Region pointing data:
-------------------------

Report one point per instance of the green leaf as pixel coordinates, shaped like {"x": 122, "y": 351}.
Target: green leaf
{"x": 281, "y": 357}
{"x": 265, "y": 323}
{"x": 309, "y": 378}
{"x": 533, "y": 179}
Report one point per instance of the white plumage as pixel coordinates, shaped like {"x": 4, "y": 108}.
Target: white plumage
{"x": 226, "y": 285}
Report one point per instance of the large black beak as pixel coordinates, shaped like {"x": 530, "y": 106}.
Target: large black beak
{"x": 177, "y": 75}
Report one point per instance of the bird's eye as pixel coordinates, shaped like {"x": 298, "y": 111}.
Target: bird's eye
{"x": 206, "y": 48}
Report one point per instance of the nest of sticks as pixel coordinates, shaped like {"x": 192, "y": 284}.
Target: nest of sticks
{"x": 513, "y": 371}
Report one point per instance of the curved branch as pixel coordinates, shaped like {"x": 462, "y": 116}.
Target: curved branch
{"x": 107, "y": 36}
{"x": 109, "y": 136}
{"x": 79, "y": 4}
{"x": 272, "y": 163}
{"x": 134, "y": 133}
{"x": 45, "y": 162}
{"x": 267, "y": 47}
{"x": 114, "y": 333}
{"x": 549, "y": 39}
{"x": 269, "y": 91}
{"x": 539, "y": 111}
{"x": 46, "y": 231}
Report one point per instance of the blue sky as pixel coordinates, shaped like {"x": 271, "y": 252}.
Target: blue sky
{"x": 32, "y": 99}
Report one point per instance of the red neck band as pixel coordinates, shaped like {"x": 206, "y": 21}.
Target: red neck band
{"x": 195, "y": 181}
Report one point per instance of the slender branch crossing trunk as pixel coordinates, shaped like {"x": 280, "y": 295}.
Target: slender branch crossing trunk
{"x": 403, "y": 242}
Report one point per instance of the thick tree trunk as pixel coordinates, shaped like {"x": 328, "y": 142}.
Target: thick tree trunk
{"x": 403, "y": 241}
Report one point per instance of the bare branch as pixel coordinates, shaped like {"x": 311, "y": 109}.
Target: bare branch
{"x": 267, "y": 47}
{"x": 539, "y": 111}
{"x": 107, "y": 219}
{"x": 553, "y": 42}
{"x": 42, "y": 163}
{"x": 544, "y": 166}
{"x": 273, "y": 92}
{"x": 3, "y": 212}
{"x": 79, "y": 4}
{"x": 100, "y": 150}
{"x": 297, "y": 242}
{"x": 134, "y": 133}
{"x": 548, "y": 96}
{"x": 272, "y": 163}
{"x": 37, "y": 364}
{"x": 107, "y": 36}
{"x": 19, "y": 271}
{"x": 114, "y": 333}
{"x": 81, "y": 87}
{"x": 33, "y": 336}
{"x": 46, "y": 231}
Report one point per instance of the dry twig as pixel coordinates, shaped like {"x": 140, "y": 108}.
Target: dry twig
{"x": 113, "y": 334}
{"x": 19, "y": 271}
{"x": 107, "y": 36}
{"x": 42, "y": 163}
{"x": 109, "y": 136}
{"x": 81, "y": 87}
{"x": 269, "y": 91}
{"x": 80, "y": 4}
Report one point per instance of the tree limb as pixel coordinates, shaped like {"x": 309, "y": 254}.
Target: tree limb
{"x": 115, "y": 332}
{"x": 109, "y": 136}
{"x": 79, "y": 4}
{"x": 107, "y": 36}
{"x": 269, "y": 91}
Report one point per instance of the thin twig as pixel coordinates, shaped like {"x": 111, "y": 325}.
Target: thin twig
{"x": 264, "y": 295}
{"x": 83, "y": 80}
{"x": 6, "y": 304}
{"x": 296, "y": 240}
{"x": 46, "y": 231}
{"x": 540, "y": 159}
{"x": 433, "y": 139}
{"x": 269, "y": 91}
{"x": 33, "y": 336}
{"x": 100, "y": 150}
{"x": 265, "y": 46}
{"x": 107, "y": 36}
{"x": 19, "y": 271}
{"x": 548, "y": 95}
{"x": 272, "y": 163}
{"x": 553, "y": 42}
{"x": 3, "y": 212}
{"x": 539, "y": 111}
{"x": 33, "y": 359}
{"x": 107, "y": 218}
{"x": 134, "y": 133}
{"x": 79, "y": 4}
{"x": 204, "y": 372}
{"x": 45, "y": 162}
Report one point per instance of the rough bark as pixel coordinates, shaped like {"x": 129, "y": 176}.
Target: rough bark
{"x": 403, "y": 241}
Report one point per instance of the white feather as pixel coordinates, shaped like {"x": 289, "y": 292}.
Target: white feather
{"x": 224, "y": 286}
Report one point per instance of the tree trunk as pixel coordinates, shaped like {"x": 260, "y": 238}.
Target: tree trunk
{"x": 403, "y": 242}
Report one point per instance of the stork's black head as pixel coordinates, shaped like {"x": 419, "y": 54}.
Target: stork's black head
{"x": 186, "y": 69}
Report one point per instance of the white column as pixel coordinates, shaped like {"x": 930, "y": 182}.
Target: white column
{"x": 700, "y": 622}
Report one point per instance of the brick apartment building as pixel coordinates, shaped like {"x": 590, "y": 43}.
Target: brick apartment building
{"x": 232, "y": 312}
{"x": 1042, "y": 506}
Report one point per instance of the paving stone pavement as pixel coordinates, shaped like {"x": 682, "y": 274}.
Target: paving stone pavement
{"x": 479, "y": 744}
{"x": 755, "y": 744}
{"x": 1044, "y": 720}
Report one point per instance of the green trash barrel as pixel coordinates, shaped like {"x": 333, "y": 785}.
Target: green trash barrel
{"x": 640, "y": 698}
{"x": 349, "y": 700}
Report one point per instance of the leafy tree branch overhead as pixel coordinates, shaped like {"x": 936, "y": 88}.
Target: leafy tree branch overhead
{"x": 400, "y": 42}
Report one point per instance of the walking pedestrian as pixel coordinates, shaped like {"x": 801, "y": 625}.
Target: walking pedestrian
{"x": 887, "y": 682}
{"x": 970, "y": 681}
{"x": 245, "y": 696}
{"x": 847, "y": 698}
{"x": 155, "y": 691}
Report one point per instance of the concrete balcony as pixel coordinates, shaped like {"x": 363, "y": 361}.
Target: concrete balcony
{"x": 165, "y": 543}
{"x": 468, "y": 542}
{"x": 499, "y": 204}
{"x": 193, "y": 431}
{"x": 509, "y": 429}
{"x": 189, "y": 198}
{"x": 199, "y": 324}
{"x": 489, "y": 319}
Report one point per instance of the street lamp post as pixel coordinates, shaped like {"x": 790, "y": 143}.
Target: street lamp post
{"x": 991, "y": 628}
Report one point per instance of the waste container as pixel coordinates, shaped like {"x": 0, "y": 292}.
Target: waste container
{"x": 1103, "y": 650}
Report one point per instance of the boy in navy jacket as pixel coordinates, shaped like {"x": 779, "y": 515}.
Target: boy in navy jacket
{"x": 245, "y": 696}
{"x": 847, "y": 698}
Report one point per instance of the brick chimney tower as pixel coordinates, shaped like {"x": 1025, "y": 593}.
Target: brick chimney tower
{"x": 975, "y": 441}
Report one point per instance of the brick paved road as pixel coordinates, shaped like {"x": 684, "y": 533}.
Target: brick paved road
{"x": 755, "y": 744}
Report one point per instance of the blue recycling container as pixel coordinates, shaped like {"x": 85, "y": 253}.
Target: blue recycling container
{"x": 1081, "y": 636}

-------------------------

An exact copy of the lines above, from the one containing "Report one point per instance of the large" down to the one containing "Report one point per instance of the curved" and including both, is the whole answer; retype it and nothing else.

Report one point per instance of the large black beak as pixel coordinates, shaped like {"x": 530, "y": 106}.
Target: large black beak
{"x": 177, "y": 75}
Report one point per instance of the bird's eye as pixel coordinates, shaped like {"x": 298, "y": 111}.
Target: bird's eye
{"x": 206, "y": 48}
Report one point per instance of the nest of sticks as pixel coordinates, shaped like {"x": 192, "y": 284}.
Target: nest of sticks
{"x": 513, "y": 371}
Report one point per instance of the curved branch as pixel coordinates, shaped like {"x": 462, "y": 116}.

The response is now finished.